STATED GOAL: Repeat the material below verbatim, leaving the pictures out of your copy.

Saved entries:
[Start]
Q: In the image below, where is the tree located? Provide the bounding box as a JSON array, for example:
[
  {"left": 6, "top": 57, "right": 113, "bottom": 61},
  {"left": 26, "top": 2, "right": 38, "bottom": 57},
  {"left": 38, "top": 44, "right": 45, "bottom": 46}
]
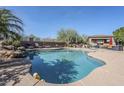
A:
[
  {"left": 57, "top": 29, "right": 78, "bottom": 44},
  {"left": 113, "top": 27, "right": 124, "bottom": 45},
  {"left": 0, "top": 9, "right": 23, "bottom": 40}
]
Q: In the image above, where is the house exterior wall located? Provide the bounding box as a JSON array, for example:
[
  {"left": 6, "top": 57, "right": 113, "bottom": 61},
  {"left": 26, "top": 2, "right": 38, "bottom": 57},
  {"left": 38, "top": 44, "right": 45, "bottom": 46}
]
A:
[{"left": 89, "top": 36, "right": 116, "bottom": 47}]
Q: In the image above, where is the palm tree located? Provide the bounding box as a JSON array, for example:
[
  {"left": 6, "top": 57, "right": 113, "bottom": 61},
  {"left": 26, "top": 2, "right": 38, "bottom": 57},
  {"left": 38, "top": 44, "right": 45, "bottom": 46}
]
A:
[{"left": 0, "top": 9, "right": 23, "bottom": 40}]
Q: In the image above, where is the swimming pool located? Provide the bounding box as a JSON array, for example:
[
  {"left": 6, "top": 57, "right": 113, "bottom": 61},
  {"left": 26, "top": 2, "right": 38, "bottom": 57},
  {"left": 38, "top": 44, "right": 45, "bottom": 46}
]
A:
[{"left": 27, "top": 49, "right": 104, "bottom": 84}]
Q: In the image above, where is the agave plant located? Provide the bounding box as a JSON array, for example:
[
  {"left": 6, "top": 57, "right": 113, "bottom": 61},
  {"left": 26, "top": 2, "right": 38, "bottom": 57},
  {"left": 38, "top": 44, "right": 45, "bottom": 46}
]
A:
[{"left": 0, "top": 9, "right": 23, "bottom": 40}]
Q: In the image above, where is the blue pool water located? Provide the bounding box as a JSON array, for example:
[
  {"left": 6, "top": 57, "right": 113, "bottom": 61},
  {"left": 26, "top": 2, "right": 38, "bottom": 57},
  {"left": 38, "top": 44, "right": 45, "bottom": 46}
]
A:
[{"left": 28, "top": 50, "right": 104, "bottom": 84}]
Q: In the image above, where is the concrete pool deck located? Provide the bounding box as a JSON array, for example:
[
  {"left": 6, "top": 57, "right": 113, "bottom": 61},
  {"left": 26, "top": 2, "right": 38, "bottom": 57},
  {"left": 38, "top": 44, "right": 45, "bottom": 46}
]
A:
[
  {"left": 1, "top": 48, "right": 124, "bottom": 86},
  {"left": 66, "top": 49, "right": 124, "bottom": 86}
]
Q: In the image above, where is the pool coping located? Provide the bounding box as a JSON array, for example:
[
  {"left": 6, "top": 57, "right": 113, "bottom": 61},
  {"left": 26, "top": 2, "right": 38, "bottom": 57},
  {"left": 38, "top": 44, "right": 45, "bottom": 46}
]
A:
[{"left": 22, "top": 47, "right": 106, "bottom": 86}]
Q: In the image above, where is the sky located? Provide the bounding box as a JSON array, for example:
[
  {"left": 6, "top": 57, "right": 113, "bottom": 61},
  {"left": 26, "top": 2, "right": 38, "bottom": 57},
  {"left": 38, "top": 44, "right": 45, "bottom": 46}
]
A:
[{"left": 0, "top": 6, "right": 124, "bottom": 38}]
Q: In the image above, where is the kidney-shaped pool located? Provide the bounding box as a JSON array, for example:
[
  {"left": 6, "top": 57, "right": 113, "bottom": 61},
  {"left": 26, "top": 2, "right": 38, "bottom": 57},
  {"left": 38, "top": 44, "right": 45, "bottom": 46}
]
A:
[{"left": 27, "top": 49, "right": 104, "bottom": 84}]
[End]
EXERCISE OUTPUT:
Q: In the image below, where is the tree located? Provide the bounding box as a JSON array, for example:
[
  {"left": 6, "top": 57, "right": 113, "bottom": 61},
  {"left": 26, "top": 2, "right": 38, "bottom": 57},
  {"left": 38, "top": 44, "right": 45, "bottom": 46}
]
A:
[
  {"left": 57, "top": 29, "right": 78, "bottom": 44},
  {"left": 113, "top": 27, "right": 124, "bottom": 45},
  {"left": 0, "top": 9, "right": 23, "bottom": 40}
]
Q: In the image above, where is the house exterior wall located? Provide the bounding box as a JSON array, for example:
[
  {"left": 6, "top": 57, "right": 113, "bottom": 61},
  {"left": 26, "top": 2, "right": 38, "bottom": 57},
  {"left": 38, "top": 44, "right": 45, "bottom": 46}
]
A:
[{"left": 89, "top": 36, "right": 116, "bottom": 47}]
Q: In the image above, where is the palm tree located? Provide the bounding box as a JSON array, for example:
[
  {"left": 6, "top": 57, "right": 113, "bottom": 61},
  {"left": 26, "top": 2, "right": 38, "bottom": 57},
  {"left": 38, "top": 44, "right": 45, "bottom": 46}
]
A:
[{"left": 0, "top": 9, "right": 23, "bottom": 40}]
Q: In the image above, where is the swimming pool located? Provide the bounding box as a JSON array, for example:
[
  {"left": 6, "top": 57, "right": 113, "bottom": 61},
  {"left": 26, "top": 2, "right": 38, "bottom": 57},
  {"left": 38, "top": 44, "right": 45, "bottom": 46}
]
A:
[{"left": 27, "top": 49, "right": 104, "bottom": 84}]
Q: In the image above, where is the agave plant located? Provide the bounding box as a JSON array, for example:
[
  {"left": 6, "top": 57, "right": 113, "bottom": 61},
  {"left": 26, "top": 2, "right": 38, "bottom": 57},
  {"left": 38, "top": 44, "right": 45, "bottom": 46}
]
A:
[{"left": 0, "top": 9, "right": 23, "bottom": 40}]
Q: In the image above, where is the blue pool water located? Provide the bounding box as a JSON array, for example:
[
  {"left": 6, "top": 57, "right": 113, "bottom": 61},
  {"left": 26, "top": 2, "right": 38, "bottom": 57},
  {"left": 38, "top": 44, "right": 45, "bottom": 46}
]
A:
[{"left": 28, "top": 50, "right": 104, "bottom": 84}]
Q: In the image above, where is the concrete pool deck located? Provide the bounding box as a JSON array, for example:
[
  {"left": 6, "top": 57, "right": 113, "bottom": 61},
  {"left": 26, "top": 2, "right": 38, "bottom": 57},
  {"left": 38, "top": 44, "right": 45, "bottom": 46}
]
A:
[
  {"left": 1, "top": 48, "right": 124, "bottom": 86},
  {"left": 66, "top": 49, "right": 124, "bottom": 86}
]
Q: In the image above, where is the pool coping located? Provide the bounding box as a JSON array, for example:
[
  {"left": 6, "top": 57, "right": 113, "bottom": 61},
  {"left": 26, "top": 2, "right": 38, "bottom": 57},
  {"left": 38, "top": 44, "right": 45, "bottom": 46}
]
A:
[{"left": 22, "top": 47, "right": 106, "bottom": 86}]
Q: In the image above, where is the sky located? Provide the bounding box as a JSON array, for example:
[
  {"left": 6, "top": 57, "right": 113, "bottom": 61},
  {"left": 26, "top": 2, "right": 38, "bottom": 57},
  {"left": 38, "top": 44, "right": 45, "bottom": 46}
]
A:
[{"left": 0, "top": 6, "right": 124, "bottom": 38}]
Q: In the image above, where is the kidney-shaped pool located? Provide the bounding box as a JSON array, for example:
[
  {"left": 6, "top": 57, "right": 113, "bottom": 61},
  {"left": 26, "top": 2, "right": 38, "bottom": 57},
  {"left": 38, "top": 44, "right": 45, "bottom": 46}
]
A:
[{"left": 27, "top": 49, "right": 104, "bottom": 84}]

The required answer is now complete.